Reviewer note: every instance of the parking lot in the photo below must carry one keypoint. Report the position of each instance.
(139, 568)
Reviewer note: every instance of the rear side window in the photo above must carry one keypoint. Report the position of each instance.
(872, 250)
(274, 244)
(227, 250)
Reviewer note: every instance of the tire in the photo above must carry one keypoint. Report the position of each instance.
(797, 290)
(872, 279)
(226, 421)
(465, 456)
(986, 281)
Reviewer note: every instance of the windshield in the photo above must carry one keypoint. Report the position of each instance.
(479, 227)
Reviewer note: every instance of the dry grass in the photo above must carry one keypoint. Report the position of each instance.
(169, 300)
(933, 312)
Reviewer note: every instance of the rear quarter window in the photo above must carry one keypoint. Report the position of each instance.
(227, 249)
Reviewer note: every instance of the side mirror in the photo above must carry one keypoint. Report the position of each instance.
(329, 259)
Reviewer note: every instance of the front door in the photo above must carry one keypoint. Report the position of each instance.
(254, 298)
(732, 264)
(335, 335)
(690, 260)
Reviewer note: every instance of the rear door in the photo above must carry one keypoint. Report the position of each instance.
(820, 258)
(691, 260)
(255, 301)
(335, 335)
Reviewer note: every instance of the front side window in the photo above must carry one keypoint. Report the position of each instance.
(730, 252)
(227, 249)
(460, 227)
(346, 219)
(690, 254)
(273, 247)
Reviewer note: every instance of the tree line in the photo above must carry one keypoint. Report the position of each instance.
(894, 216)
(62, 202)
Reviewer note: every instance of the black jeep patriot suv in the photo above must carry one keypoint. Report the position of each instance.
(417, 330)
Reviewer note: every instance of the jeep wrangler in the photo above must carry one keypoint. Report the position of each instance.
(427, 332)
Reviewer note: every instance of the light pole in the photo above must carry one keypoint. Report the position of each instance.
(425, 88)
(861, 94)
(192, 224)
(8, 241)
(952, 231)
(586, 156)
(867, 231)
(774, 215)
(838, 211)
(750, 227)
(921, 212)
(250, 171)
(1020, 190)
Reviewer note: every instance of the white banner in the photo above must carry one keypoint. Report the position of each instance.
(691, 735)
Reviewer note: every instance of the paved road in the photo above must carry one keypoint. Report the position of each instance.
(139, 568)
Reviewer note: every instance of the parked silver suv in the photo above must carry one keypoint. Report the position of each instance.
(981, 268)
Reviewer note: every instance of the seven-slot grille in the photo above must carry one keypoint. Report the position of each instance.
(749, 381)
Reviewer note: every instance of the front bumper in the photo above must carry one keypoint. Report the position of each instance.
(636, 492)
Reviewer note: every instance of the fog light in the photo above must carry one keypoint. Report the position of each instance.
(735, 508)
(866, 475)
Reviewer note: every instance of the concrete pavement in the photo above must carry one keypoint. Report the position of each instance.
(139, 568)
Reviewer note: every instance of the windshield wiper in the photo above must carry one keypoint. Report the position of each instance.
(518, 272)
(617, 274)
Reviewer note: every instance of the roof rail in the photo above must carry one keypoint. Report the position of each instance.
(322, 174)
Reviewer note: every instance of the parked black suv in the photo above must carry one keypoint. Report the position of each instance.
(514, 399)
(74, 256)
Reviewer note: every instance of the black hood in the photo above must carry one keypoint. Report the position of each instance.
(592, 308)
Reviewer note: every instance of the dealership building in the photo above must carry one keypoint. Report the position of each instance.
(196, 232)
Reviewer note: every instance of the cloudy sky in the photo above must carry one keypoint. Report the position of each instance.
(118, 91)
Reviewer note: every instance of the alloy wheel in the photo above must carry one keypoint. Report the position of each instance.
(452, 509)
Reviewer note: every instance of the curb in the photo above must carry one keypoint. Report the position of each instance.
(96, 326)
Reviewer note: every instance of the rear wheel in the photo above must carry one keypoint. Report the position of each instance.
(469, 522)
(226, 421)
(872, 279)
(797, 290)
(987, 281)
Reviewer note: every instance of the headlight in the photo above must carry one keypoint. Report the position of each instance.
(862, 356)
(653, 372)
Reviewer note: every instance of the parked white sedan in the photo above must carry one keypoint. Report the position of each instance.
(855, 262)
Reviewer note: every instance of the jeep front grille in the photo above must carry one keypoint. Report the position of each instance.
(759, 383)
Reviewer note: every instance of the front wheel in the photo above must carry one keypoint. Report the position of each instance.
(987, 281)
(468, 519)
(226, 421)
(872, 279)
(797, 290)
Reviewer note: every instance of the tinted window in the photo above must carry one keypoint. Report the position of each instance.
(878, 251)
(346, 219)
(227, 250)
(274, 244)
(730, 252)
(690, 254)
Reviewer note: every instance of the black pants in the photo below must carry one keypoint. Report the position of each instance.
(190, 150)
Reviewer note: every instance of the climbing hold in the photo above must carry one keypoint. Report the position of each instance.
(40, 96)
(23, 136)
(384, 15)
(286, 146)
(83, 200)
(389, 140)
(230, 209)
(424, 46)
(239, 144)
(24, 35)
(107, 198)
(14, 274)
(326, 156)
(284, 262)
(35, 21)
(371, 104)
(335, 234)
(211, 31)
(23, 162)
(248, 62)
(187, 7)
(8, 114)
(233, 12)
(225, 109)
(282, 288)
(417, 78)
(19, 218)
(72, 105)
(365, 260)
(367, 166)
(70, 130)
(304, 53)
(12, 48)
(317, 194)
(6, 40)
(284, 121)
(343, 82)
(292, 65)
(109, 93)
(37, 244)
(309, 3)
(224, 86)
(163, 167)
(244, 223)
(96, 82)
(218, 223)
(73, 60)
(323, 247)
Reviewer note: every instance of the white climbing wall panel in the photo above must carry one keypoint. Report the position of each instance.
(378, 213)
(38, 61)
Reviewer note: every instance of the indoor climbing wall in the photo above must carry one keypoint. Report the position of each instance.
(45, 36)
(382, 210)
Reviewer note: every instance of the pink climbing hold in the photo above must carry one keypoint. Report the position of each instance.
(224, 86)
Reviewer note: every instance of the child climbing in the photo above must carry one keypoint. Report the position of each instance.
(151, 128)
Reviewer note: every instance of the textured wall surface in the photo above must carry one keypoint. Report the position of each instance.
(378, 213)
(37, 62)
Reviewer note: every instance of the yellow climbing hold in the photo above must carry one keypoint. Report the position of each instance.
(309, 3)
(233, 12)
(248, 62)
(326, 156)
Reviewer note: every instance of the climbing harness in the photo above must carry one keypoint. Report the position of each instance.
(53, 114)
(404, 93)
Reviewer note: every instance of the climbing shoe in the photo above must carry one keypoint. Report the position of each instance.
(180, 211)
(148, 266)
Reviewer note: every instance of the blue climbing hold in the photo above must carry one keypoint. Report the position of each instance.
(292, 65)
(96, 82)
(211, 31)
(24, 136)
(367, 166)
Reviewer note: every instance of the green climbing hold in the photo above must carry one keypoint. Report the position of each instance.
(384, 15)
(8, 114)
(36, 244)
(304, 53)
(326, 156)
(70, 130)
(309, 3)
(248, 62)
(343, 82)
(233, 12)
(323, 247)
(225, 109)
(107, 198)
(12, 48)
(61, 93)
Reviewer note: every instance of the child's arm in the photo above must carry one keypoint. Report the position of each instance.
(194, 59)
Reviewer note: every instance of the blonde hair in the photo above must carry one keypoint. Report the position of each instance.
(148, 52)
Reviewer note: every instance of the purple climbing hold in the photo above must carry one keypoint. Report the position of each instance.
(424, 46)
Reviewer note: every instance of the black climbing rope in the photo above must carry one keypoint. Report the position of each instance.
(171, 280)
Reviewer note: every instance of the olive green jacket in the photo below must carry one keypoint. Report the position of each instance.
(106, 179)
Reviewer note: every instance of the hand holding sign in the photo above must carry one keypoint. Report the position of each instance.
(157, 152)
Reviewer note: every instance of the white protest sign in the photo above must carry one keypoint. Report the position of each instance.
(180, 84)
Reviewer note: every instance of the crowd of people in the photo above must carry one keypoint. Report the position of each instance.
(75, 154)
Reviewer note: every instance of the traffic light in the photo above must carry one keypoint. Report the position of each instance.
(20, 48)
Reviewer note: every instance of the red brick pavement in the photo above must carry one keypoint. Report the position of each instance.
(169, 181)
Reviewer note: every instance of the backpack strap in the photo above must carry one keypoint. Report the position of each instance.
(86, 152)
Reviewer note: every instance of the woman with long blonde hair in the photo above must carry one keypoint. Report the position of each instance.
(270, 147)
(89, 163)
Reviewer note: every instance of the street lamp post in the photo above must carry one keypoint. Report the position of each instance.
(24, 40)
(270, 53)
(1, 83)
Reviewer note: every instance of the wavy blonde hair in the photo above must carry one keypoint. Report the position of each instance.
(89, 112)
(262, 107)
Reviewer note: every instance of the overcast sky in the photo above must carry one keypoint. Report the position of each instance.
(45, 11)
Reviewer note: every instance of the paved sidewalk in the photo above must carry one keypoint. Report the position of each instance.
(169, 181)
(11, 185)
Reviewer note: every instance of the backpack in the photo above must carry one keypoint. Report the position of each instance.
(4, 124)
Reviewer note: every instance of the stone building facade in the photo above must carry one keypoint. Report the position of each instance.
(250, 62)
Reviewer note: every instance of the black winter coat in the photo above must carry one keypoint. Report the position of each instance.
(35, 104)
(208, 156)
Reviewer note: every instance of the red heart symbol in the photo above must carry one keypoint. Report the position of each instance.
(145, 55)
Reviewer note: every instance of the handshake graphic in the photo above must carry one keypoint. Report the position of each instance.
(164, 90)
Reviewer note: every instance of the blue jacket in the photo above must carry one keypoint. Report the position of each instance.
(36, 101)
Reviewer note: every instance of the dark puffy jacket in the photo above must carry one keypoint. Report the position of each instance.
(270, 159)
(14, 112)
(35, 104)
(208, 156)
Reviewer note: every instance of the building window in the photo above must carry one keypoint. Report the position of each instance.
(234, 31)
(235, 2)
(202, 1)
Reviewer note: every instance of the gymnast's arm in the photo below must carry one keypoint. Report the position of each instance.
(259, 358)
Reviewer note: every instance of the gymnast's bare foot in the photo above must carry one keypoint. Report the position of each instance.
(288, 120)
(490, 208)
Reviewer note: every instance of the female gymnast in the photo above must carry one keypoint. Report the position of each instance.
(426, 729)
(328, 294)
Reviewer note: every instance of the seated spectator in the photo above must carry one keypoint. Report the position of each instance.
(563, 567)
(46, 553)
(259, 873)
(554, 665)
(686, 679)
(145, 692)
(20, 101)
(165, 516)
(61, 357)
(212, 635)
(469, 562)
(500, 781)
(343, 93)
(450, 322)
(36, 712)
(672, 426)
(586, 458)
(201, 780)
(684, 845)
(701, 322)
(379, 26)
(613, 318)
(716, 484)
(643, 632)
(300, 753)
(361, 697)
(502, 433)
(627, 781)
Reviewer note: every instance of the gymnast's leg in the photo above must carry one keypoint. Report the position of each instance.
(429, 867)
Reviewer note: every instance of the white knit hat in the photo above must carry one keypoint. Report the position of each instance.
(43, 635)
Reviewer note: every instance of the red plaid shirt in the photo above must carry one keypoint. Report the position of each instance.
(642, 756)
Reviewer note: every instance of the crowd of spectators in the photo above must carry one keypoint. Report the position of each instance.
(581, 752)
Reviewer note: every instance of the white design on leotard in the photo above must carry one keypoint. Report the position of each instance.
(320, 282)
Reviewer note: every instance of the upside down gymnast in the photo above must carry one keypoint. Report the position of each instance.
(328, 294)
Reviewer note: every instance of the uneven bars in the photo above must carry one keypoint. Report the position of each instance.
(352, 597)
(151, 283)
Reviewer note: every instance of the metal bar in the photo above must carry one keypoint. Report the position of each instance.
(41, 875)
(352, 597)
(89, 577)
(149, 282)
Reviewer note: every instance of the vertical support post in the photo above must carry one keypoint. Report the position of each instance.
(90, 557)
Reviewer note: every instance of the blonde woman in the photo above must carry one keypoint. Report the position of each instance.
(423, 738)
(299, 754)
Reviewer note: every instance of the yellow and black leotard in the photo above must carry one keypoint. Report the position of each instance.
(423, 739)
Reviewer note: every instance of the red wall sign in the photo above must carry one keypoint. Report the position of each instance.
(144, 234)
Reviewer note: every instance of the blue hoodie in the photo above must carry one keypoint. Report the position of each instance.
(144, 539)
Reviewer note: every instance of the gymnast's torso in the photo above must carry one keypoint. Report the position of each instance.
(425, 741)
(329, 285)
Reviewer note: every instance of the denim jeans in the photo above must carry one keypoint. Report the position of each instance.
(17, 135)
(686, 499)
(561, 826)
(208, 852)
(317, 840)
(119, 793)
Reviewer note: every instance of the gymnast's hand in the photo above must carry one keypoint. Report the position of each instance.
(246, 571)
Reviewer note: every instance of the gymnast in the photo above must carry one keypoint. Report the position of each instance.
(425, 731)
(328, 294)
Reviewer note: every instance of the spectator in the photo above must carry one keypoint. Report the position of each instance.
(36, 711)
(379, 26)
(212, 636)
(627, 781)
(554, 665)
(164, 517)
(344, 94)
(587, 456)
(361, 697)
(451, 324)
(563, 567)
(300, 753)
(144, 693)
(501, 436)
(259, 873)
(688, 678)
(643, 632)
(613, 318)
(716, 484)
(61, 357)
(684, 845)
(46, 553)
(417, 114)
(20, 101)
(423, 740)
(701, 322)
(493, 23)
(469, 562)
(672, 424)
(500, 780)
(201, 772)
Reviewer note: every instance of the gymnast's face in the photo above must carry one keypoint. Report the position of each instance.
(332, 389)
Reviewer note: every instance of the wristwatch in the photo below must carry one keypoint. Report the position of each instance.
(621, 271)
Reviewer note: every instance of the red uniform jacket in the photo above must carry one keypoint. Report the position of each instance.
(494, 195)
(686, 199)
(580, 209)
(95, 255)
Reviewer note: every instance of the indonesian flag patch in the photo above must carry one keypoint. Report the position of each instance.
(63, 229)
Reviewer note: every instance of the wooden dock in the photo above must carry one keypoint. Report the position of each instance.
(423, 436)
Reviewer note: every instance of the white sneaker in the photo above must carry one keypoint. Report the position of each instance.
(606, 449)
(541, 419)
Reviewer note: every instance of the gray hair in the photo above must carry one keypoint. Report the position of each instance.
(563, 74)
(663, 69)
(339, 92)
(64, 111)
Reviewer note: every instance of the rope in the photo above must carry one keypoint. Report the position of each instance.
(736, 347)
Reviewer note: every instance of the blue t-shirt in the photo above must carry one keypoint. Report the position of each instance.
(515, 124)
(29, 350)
☆ ☆ ☆ ☆ ☆ ☆ ☆
Give again the lines from the line holding "Reviewer note: every instance of the red uniform" through the close of the listing, both included, exactly as written and with nothing else.

-- WORKED SOLUTION --
Reviewer note: every instance of the red uniform jacket in the photo above must carry one keypoint. Report the position of each instance.
(494, 195)
(686, 199)
(580, 209)
(95, 255)
Reviewer note: every instance of the indonesian flag patch in the photo above must carry one keypoint. Report the position of each instance.
(63, 229)
Reviewer note: every instance of the wooden dock in the photo above must carry one keypoint. Report the position of each instance.
(423, 436)
Reviewer note: every instance of the white sneaker in the photo above must carry one keypoint. Report the position of each instance.
(606, 449)
(541, 419)
Reviewer note: every instance of the gray hair in the photo above must carry one keypoint. Report the position of each instance.
(563, 74)
(663, 69)
(339, 92)
(64, 111)
Reviewer note: every instance of the rope in the photo above must carry one keypoint. Report the position of each instance.
(736, 347)
Reviewer note: every instance of the blue t-shirt in the photo above must carry one keypoint. Report the position of each instance.
(515, 124)
(29, 350)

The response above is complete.